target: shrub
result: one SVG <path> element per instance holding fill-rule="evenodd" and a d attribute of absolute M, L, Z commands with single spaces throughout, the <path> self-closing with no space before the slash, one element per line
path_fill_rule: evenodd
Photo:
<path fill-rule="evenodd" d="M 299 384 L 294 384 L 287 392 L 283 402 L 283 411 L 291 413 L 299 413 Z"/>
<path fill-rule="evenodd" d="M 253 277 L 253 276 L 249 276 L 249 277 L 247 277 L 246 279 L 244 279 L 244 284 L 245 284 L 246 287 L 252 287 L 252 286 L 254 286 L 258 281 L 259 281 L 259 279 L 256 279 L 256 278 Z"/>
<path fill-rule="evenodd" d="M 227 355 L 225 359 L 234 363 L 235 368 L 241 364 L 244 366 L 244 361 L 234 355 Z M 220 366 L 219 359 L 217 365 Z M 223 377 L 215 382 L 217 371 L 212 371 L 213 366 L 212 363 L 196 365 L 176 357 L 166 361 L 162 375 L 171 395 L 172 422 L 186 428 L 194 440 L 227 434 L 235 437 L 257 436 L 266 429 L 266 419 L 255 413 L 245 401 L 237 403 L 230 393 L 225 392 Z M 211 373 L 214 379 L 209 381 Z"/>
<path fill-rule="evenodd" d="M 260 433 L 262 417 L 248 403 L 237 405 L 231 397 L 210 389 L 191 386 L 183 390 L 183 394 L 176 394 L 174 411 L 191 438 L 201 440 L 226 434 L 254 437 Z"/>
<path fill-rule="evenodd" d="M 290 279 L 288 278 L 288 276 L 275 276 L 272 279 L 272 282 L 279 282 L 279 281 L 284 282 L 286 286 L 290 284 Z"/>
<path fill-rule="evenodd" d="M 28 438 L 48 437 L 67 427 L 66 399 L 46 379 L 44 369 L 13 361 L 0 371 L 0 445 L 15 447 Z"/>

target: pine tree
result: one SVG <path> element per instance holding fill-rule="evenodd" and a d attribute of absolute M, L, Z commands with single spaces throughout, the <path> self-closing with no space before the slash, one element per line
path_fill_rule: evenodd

+ + + + + + +

EXERCISE >> Without changing anything, repeat every record above.

EXERCISE SOLUTION >>
target: shrub
result: one SVG <path> element per instance holding fill-rule="evenodd" and a d attribute of absolute M, L, Z commands with single spaces throughout, the <path> self-closing with no space before the slash, one element per line
path_fill_rule: evenodd
Photo:
<path fill-rule="evenodd" d="M 299 384 L 294 384 L 287 392 L 283 402 L 283 411 L 291 413 L 299 413 Z"/>
<path fill-rule="evenodd" d="M 253 277 L 253 276 L 249 276 L 249 277 L 247 277 L 246 279 L 244 279 L 244 284 L 245 284 L 246 287 L 252 287 L 252 286 L 254 286 L 258 281 L 259 281 L 259 279 L 256 279 L 256 278 Z"/>
<path fill-rule="evenodd" d="M 227 355 L 225 359 L 234 363 L 235 368 L 241 364 L 244 366 L 244 361 L 234 355 Z M 220 366 L 219 359 L 217 365 Z M 223 377 L 215 382 L 217 371 L 212 371 L 213 366 L 212 363 L 196 365 L 176 357 L 166 361 L 162 375 L 171 395 L 172 422 L 186 428 L 194 440 L 227 434 L 235 437 L 257 436 L 266 429 L 266 419 L 255 413 L 245 401 L 237 403 L 230 393 L 225 392 Z M 211 373 L 214 379 L 209 381 Z"/>
<path fill-rule="evenodd" d="M 260 433 L 262 417 L 248 403 L 237 405 L 231 397 L 210 389 L 191 386 L 183 390 L 183 394 L 176 394 L 174 411 L 191 438 L 201 440 L 226 434 L 254 437 Z"/>
<path fill-rule="evenodd" d="M 290 279 L 288 278 L 288 276 L 275 276 L 272 279 L 272 282 L 279 282 L 279 281 L 284 282 L 286 286 L 290 284 Z"/>
<path fill-rule="evenodd" d="M 28 438 L 48 437 L 67 427 L 66 399 L 46 379 L 44 369 L 13 361 L 0 371 L 0 445 L 15 447 Z"/>

target: pine tree
result: one SVG <path> element per instance holding fill-rule="evenodd" and a d attribute of absolute M, L, Z commands with single spaces throughout, the <path> self-closing with no space before the slash, one element per line
path_fill_rule: evenodd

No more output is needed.